### What to work on:
Transcribe all the entries word for word, skipping the pictures.

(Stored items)
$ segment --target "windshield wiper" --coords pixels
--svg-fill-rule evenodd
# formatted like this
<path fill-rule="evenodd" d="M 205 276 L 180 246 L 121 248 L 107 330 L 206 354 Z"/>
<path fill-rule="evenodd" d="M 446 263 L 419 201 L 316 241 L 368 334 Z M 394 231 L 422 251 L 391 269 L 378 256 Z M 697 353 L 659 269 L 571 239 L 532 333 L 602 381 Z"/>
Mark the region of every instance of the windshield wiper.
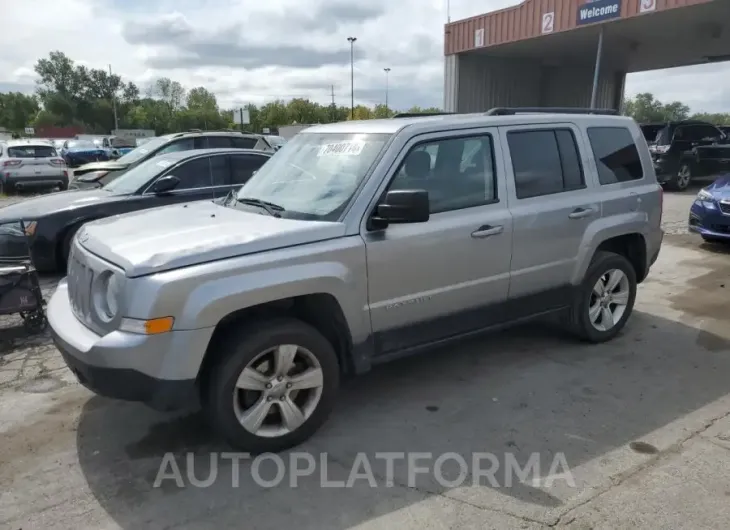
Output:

### Answer to the problem:
$ segment --target "windshield wiper" --coords pixels
--svg-fill-rule evenodd
# formatted like this
<path fill-rule="evenodd" d="M 205 276 L 180 246 L 121 248 L 107 330 L 206 354 Z"/>
<path fill-rule="evenodd" d="M 446 263 L 419 201 L 316 241 L 368 334 Z M 394 231 L 422 251 L 391 269 L 378 256 Z M 697 353 L 659 269 L 571 239 L 532 333 L 602 381 Z"/>
Mark the region of every instance of the windshield wiper.
Output:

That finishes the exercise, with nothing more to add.